_Written instruction 1_
According to the contributor bios, in what city is Nadia Oxford based?
_Written instruction 2_
In the contributor bios, switch "Metroid" to "Zelda" and give the passage from "Amber Ahlborn - artist, writer, gamer" to "says it does." again with that change.
_Written instruction 3_
Sum up the contributor bios in two sentences.

_Document text_
□ □ □ □

Derrick Sanskrit is a self-professed geek in a variety of fields including typography, graphic design, comic books, music and cartoons. As a professional hipster graphic designer, his recent clients have included Hooksexup, Pitchfork and MoCCA, among others.

Amber Ahlborn - artist, writer, gamer and DigiPen survivor, she maintains a day job as a graphic artist. By night Amber moonlights as a professional Metroid Fanatic and keeps a metal suit in the closet just in case. Has lived in the state of Washington and insists that it really doesn't rain as much as everyone says it does.

Nadia Oxford is a housekeeping robot who was refurbished into a warrior when the world's need for justice was great. Now that the galaxy is at peace (give or take a conflict here or there), she works as a freelance writer for various sites and magazines. Based in Toronto, Nadia prizes the certificate from the Ministry of Health declaring her tick and rabies-free.

Bob Mackey is a grad student, writer, and cyborg, who uses the powerful girl-repelling nanomachines mad science grafted onto his body to allocate time towards interests of the nerd persuasion. He believes that complaining about things on the Internet is akin to the fine art of wine tasting, but with more spitting into buckets.

Joe Keiser has a programming degree from Johns Hopkins University, a tiny apartment in Brooklyn, and a fake toy guitar built in the hollowed-out shell of a real guitar. He writes about games and technology for a variety of outlets. One day he will stop doing this. The day after that, police will find his body under a collapsed pile of (formerly neatly alphabetized) collector's edition tchotchkes.

Cole Stryker is an American freelance writer living in York, England, where he resides with his archeologist wife. He writes for a travel company by day and argues about pop culture on the internet by night. Find him writing regularly here and here.

Peter Smith is like the lead character of Irwin Shaw's The 80-Yard Run, except less athletic. He considers himself very lucky to have this job. But it's a little premature to take "jack-off of all trades" off his resume. Besides writing, travelling, and painting houses, Pete plays guitar in a rock trio called The Aye-Ayes. He calls them a 'power pop' band, but they generally sound more like Motorhead on a drinking binge.

□ □ □ □

_Recorded data_

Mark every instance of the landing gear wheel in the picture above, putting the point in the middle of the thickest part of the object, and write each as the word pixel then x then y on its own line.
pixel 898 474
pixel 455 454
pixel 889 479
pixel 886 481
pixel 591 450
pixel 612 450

□ □ □ □

_Complete output 1_
Toronto

_Complete output 2_
Amber Ahlborn - artist, writer, gamer and DigiPen survivor, she maintains a day job as a graphic artist. By night Amber moonlights as a professional Zelda Fanatic and keeps a metal suit in the closet just in case. Has lived in the state of Washington and insists that it really doesn't rain as much as everyone says it does.

_Complete output 3_
The bios profile seven people, among them graphic designer Derrick Sanskrit, graphic artist Amber Ahlborn, freelance writers Nadia Oxford and Cole Stryker, and grad student Bob Mackey. Joe Keiser, who holds a programming degree from Johns Hopkins University, writes about games and technology, while Peter Smith writes, travels, paints houses and plays guitar in a rock trio called The Aye-Ayes.